**Given task:** Rewrite the material below with every occurrence of "person in blue vest" replaced by "player in blue vest", leaving everything else unchanged.

Excerpts from point annotation data:
☆ ☆ ☆ ☆

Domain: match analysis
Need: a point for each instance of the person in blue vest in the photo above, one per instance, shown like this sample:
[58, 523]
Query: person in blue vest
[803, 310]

☆ ☆ ☆ ☆

**Completed task:**
Domain: match analysis
Need: a point for each instance of the player in blue vest in the photo above, one per instance, shown like this sample:
[58, 523]
Query: player in blue vest
[803, 310]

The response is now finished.